→ Given records:

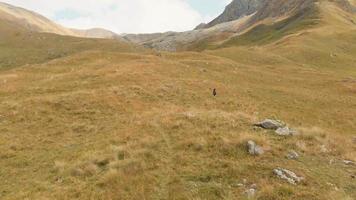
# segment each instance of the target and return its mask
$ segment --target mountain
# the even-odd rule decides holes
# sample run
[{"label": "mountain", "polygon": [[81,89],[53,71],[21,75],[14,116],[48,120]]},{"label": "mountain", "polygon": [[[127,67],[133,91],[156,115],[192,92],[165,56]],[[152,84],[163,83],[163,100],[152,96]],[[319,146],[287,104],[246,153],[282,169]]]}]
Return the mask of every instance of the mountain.
[{"label": "mountain", "polygon": [[88,38],[120,38],[105,29],[75,30],[63,27],[35,12],[0,2],[0,19],[34,32],[55,33]]},{"label": "mountain", "polygon": [[149,52],[110,31],[68,29],[32,11],[0,3],[0,70],[103,50]]},{"label": "mountain", "polygon": [[196,29],[210,28],[217,24],[237,20],[243,16],[251,15],[258,11],[263,4],[268,0],[234,0],[228,6],[225,11],[216,19],[208,24],[201,24]]},{"label": "mountain", "polygon": [[[323,25],[319,22],[332,15],[324,12],[326,8],[321,6],[324,4],[340,8],[341,12],[338,15],[341,18],[353,18],[355,15],[356,9],[353,5],[355,2],[348,0],[234,0],[220,16],[208,24],[200,24],[193,31],[126,35],[125,38],[147,47],[169,51],[216,48],[227,40],[235,40],[251,30],[255,33],[246,35],[253,36],[256,29],[261,27],[274,25],[278,28],[278,24],[284,24],[281,36],[285,36],[298,31],[293,29],[296,28],[294,25],[305,31],[312,25]],[[347,21],[348,19],[344,22],[347,24]],[[302,27],[303,24],[305,27]],[[351,24],[350,28],[352,27]],[[271,31],[273,32],[270,30],[268,34],[271,34]],[[258,37],[269,37],[266,34],[267,32],[259,31]]]}]

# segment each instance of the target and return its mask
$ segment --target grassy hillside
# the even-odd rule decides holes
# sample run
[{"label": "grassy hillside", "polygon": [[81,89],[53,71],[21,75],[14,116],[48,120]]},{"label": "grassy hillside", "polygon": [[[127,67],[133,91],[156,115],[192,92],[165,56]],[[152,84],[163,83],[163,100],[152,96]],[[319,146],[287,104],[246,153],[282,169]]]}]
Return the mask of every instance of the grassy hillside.
[{"label": "grassy hillside", "polygon": [[0,69],[43,63],[88,50],[149,52],[132,44],[109,39],[87,39],[30,32],[0,20]]},{"label": "grassy hillside", "polygon": [[[2,71],[1,198],[354,199],[356,76],[234,54],[251,59],[92,51]],[[301,135],[253,128],[267,117]]]},{"label": "grassy hillside", "polygon": [[318,22],[318,10],[310,9],[274,24],[259,24],[246,33],[229,39],[219,47],[268,44],[287,35],[317,26]]},{"label": "grassy hillside", "polygon": [[356,199],[354,16],[319,6],[199,53],[1,22],[0,199]]}]

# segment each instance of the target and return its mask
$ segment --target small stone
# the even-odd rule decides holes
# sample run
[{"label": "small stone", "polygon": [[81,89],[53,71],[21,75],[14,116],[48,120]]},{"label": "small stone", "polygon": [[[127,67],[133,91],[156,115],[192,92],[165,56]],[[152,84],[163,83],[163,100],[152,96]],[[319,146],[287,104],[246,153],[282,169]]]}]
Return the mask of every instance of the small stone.
[{"label": "small stone", "polygon": [[252,198],[254,198],[255,195],[256,195],[256,190],[253,189],[253,188],[248,189],[248,190],[245,191],[245,194],[246,194],[246,196],[247,196],[248,199],[252,199]]},{"label": "small stone", "polygon": [[329,149],[326,148],[325,145],[321,145],[321,146],[320,146],[320,151],[321,151],[321,153],[328,153],[328,152],[329,152]]},{"label": "small stone", "polygon": [[297,176],[294,172],[283,169],[283,168],[277,168],[273,170],[274,174],[277,175],[279,178],[288,181],[288,183],[296,185],[300,181],[302,181],[304,178]]},{"label": "small stone", "polygon": [[278,128],[276,131],[277,135],[280,136],[293,136],[297,135],[297,131],[290,129],[289,127]]},{"label": "small stone", "polygon": [[296,151],[289,151],[287,154],[287,158],[290,160],[296,160],[299,158],[299,154]]},{"label": "small stone", "polygon": [[232,187],[243,187],[244,184],[242,184],[242,183],[234,183],[234,184],[232,184],[231,186],[232,186]]},{"label": "small stone", "polygon": [[351,160],[343,160],[342,161],[345,165],[356,165],[356,163],[354,163],[353,161]]},{"label": "small stone", "polygon": [[255,124],[255,126],[258,126],[258,127],[264,128],[264,129],[277,130],[278,128],[283,128],[284,123],[277,121],[277,120],[266,119],[262,122]]},{"label": "small stone", "polygon": [[258,146],[254,141],[250,140],[247,142],[247,148],[248,148],[248,153],[250,155],[262,155],[264,153],[264,150],[262,147]]}]

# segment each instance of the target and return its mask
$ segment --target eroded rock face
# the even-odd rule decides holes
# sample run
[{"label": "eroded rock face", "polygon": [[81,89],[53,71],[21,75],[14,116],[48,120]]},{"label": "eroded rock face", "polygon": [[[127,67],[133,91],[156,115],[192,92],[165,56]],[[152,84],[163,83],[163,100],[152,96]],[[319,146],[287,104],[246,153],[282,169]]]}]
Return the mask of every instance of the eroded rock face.
[{"label": "eroded rock face", "polygon": [[217,24],[233,21],[243,16],[251,15],[259,10],[266,1],[267,0],[234,0],[228,6],[226,6],[225,11],[220,16],[218,16],[210,23],[204,26],[200,25],[200,27],[197,28],[210,28]]},{"label": "eroded rock face", "polygon": [[303,177],[297,176],[294,172],[283,168],[274,169],[273,173],[280,179],[286,180],[288,183],[293,185],[296,185],[304,179]]}]

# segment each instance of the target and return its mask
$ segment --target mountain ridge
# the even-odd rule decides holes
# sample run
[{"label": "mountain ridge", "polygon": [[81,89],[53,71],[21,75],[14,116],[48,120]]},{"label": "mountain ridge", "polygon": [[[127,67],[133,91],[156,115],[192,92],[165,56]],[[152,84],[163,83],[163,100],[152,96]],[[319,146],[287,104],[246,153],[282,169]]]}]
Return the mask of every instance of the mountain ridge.
[{"label": "mountain ridge", "polygon": [[87,38],[120,39],[118,34],[106,29],[92,28],[88,30],[80,30],[66,28],[38,13],[3,2],[0,2],[0,19],[7,20],[16,24],[18,27],[35,32]]},{"label": "mountain ridge", "polygon": [[251,15],[260,9],[266,0],[233,0],[224,12],[207,24],[200,24],[196,29],[210,28],[217,24],[234,21],[243,16]]},{"label": "mountain ridge", "polygon": [[217,43],[238,37],[261,24],[274,24],[294,16],[301,20],[305,18],[303,16],[310,16],[308,13],[315,16],[318,10],[324,9],[318,6],[323,2],[340,7],[343,12],[355,13],[355,6],[348,0],[234,0],[210,25],[200,24],[195,30],[181,33],[129,34],[125,39],[158,50],[204,50],[211,45],[219,46]]}]

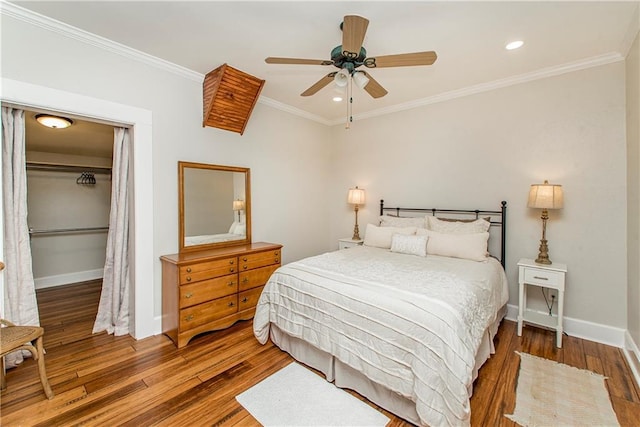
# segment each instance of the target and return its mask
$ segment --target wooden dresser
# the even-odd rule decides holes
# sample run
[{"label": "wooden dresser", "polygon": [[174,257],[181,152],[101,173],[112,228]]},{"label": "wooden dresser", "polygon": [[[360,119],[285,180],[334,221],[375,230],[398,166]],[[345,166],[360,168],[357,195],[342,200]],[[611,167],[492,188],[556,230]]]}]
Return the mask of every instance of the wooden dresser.
[{"label": "wooden dresser", "polygon": [[161,256],[162,332],[181,348],[197,334],[253,318],[281,249],[260,242]]}]

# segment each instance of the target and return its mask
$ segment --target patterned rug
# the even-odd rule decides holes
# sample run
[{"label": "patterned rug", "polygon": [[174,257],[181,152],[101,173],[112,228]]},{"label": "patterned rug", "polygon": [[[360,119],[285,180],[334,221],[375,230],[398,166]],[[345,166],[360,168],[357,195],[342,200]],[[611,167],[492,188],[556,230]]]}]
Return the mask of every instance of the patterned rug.
[{"label": "patterned rug", "polygon": [[606,377],[552,360],[520,355],[516,408],[522,426],[619,426]]}]

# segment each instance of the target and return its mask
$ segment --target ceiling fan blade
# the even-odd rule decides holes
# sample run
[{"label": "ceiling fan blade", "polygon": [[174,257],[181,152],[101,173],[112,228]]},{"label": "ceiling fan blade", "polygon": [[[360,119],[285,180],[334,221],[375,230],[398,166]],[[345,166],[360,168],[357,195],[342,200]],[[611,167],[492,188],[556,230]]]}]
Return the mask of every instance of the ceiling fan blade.
[{"label": "ceiling fan blade", "polygon": [[314,83],[313,86],[311,86],[309,89],[305,90],[304,92],[302,92],[300,94],[300,96],[310,96],[315,94],[316,92],[318,92],[320,89],[322,89],[323,87],[325,87],[326,85],[328,85],[329,83],[331,83],[333,81],[333,77],[336,75],[336,72],[334,71],[333,73],[329,73],[326,76],[324,76],[323,78],[321,78],[320,80],[318,80],[316,83]]},{"label": "ceiling fan blade", "polygon": [[385,55],[367,58],[364,65],[368,68],[384,67],[409,67],[413,65],[431,65],[436,62],[438,55],[435,52],[400,53],[397,55]]},{"label": "ceiling fan blade", "polygon": [[276,58],[270,56],[264,60],[267,64],[297,64],[297,65],[333,65],[333,61],[326,59]]},{"label": "ceiling fan blade", "polygon": [[382,98],[387,93],[389,93],[385,88],[382,87],[380,83],[378,83],[373,77],[371,77],[371,74],[367,73],[366,71],[362,72],[369,79],[369,83],[367,83],[367,85],[364,87],[364,90],[366,90],[369,95],[374,98]]},{"label": "ceiling fan blade", "polygon": [[342,21],[342,53],[357,58],[367,33],[369,20],[358,15],[347,15]]}]

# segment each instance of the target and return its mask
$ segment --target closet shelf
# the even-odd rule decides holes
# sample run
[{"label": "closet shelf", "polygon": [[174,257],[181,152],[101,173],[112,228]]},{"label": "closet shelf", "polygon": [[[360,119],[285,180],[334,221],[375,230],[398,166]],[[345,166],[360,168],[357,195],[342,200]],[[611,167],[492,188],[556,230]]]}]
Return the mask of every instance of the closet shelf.
[{"label": "closet shelf", "polygon": [[94,166],[60,165],[55,163],[27,162],[27,170],[52,172],[93,172],[111,175],[111,168]]}]

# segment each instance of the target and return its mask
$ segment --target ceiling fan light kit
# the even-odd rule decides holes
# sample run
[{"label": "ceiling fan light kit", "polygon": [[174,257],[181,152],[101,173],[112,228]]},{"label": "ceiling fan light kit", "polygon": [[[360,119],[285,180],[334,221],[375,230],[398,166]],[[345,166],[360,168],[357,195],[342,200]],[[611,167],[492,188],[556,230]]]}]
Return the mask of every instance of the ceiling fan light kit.
[{"label": "ceiling fan light kit", "polygon": [[[301,96],[311,96],[323,89],[332,81],[339,87],[347,87],[349,91],[349,109],[347,112],[347,129],[351,116],[351,85],[353,81],[360,89],[364,89],[371,97],[381,98],[388,92],[369,73],[357,70],[358,67],[366,68],[386,68],[386,67],[409,67],[419,65],[431,65],[438,56],[433,51],[400,53],[395,55],[385,55],[378,57],[367,57],[367,51],[362,46],[367,33],[369,20],[358,15],[347,15],[340,24],[342,30],[342,44],[336,46],[331,51],[331,60],[325,59],[302,59],[302,58],[281,58],[268,57],[267,64],[293,64],[293,65],[333,65],[339,71],[333,71],[314,83]],[[335,100],[335,99],[334,99]]]}]

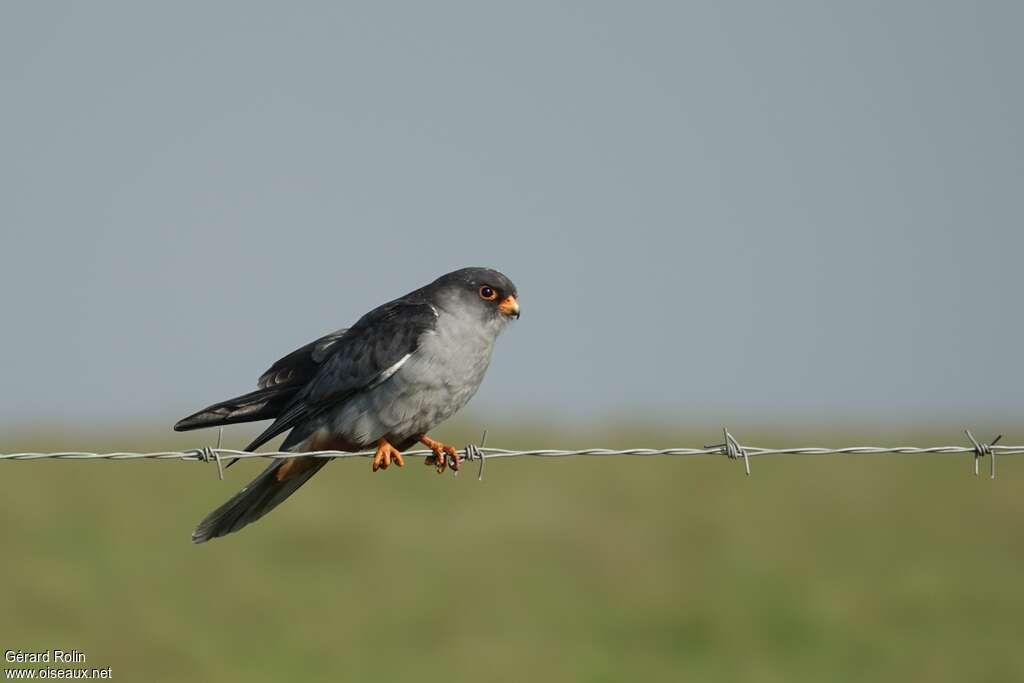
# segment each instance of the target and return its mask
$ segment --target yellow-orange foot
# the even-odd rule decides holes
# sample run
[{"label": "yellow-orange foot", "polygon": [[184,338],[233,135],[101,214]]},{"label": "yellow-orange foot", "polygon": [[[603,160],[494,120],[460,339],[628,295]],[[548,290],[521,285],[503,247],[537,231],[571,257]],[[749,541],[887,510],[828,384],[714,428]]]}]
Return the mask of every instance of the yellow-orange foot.
[{"label": "yellow-orange foot", "polygon": [[433,455],[428,455],[423,459],[423,464],[433,465],[437,468],[438,474],[444,474],[444,468],[449,464],[451,465],[452,472],[459,471],[461,460],[459,460],[459,452],[453,446],[443,444],[440,441],[434,441],[426,434],[420,437],[420,443],[434,451]]},{"label": "yellow-orange foot", "polygon": [[386,470],[392,461],[399,467],[405,467],[398,449],[388,443],[387,439],[381,439],[377,442],[377,452],[373,454],[373,471]]}]

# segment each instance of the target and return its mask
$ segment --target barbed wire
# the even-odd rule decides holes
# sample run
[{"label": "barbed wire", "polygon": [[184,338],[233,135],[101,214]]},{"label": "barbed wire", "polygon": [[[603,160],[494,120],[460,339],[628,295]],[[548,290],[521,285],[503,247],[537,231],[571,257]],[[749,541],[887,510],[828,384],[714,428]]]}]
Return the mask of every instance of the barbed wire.
[{"label": "barbed wire", "polygon": [[[982,458],[989,458],[990,478],[996,478],[996,456],[997,455],[1024,455],[1024,446],[999,446],[997,443],[1003,438],[1000,434],[990,442],[979,442],[969,429],[964,430],[970,445],[967,446],[845,446],[841,448],[827,448],[820,446],[800,446],[787,448],[763,448],[760,446],[741,446],[736,438],[729,433],[728,429],[722,430],[723,441],[720,444],[704,446],[703,448],[581,448],[576,450],[558,449],[537,449],[537,450],[510,450],[505,448],[485,448],[484,442],[487,439],[487,432],[484,432],[480,439],[480,445],[469,444],[459,451],[460,457],[469,462],[476,461],[479,464],[477,473],[478,479],[483,479],[483,468],[485,460],[494,458],[567,458],[575,456],[636,456],[636,457],[686,457],[703,455],[724,455],[731,460],[743,460],[744,471],[750,475],[750,459],[769,455],[941,455],[941,454],[972,454],[974,463],[974,476],[979,476],[979,463]],[[291,458],[370,458],[374,451],[310,451],[306,453],[288,451],[267,451],[251,453],[232,448],[223,448],[224,430],[218,432],[216,446],[204,446],[181,451],[153,451],[149,453],[135,452],[110,452],[91,453],[84,451],[60,451],[54,453],[0,453],[0,460],[195,460],[199,462],[215,462],[217,472],[221,479],[224,479],[224,466],[221,458],[245,459],[245,458],[270,458],[286,460]],[[405,457],[426,457],[433,456],[430,450],[415,450],[403,453]],[[449,463],[450,464],[450,463]]]}]

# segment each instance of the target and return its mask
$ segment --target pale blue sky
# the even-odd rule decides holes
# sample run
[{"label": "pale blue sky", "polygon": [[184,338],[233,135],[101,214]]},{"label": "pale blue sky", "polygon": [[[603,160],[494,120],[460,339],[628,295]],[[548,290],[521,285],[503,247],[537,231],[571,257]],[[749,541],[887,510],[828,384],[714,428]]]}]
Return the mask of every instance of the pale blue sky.
[{"label": "pale blue sky", "polygon": [[1008,2],[4,3],[0,426],[169,425],[488,265],[523,318],[479,415],[1012,428],[1022,26]]}]

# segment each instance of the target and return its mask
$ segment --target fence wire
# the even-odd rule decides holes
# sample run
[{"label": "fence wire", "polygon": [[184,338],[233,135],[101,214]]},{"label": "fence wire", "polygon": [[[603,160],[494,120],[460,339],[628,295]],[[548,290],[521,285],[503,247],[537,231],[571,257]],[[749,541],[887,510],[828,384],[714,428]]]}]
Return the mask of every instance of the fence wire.
[{"label": "fence wire", "polygon": [[[577,450],[510,450],[505,448],[485,448],[487,434],[484,433],[480,440],[481,445],[469,444],[459,450],[459,456],[464,461],[478,463],[477,478],[483,479],[484,461],[495,458],[567,458],[575,456],[637,456],[637,457],[686,457],[703,455],[724,455],[733,460],[743,460],[744,470],[750,474],[750,459],[770,455],[942,455],[942,454],[971,454],[974,464],[974,476],[979,476],[979,464],[982,458],[989,459],[989,474],[992,479],[996,478],[996,456],[997,455],[1024,455],[1024,446],[999,446],[1002,434],[990,442],[979,442],[974,438],[971,431],[964,430],[969,445],[964,446],[845,446],[841,448],[826,448],[820,446],[800,446],[795,448],[763,448],[760,446],[743,446],[736,438],[729,433],[728,429],[722,430],[723,441],[719,444],[704,446],[702,448],[581,448]],[[192,448],[181,451],[153,451],[149,453],[134,452],[111,452],[111,453],[90,453],[84,451],[61,451],[54,453],[0,453],[0,460],[195,460],[200,462],[215,462],[221,479],[224,478],[224,465],[222,458],[230,460],[245,458],[371,458],[374,451],[310,451],[305,453],[293,453],[285,451],[268,451],[250,453],[231,448],[222,448],[223,429],[220,430],[216,446]],[[408,451],[402,454],[405,457],[425,457],[434,455],[430,450]]]}]

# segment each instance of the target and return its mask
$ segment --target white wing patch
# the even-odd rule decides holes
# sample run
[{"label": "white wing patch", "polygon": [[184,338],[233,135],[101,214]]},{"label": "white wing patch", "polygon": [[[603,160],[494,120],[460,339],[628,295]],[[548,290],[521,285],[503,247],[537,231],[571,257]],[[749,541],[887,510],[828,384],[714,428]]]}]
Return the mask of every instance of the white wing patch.
[{"label": "white wing patch", "polygon": [[373,380],[373,384],[372,384],[372,385],[370,385],[370,386],[372,386],[372,387],[375,387],[375,386],[377,386],[377,385],[379,385],[379,384],[383,384],[384,382],[387,382],[387,381],[388,381],[389,379],[391,379],[391,376],[392,376],[393,374],[395,374],[396,372],[398,372],[398,370],[399,370],[399,369],[400,369],[400,368],[401,368],[401,367],[402,367],[403,365],[405,365],[405,362],[406,362],[407,360],[409,360],[409,358],[410,358],[411,356],[412,356],[412,354],[411,354],[411,353],[407,353],[407,354],[405,354],[404,356],[402,356],[401,358],[399,358],[399,359],[398,359],[398,362],[397,362],[397,363],[395,363],[394,365],[392,365],[391,367],[387,368],[387,369],[386,369],[386,370],[384,370],[384,371],[383,371],[382,373],[380,373],[379,375],[377,375],[377,379]]}]

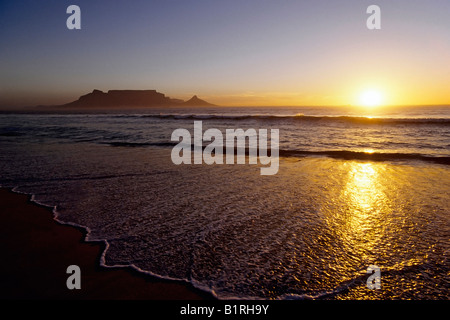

→ What is needed:
Please transcribe only the lines in the records above running from the line that has "Return the mask of every instance of the wooden" through the line that has "--target patterned rug", both included, exactly as they appear.

→ Finished task:
Return the mask of every instance of the wooden dresser.
[{"label": "wooden dresser", "polygon": [[161,256],[162,332],[181,348],[197,334],[253,318],[281,249],[260,242]]}]

# segment each instance of the target and return its mask
$ segment --target patterned rug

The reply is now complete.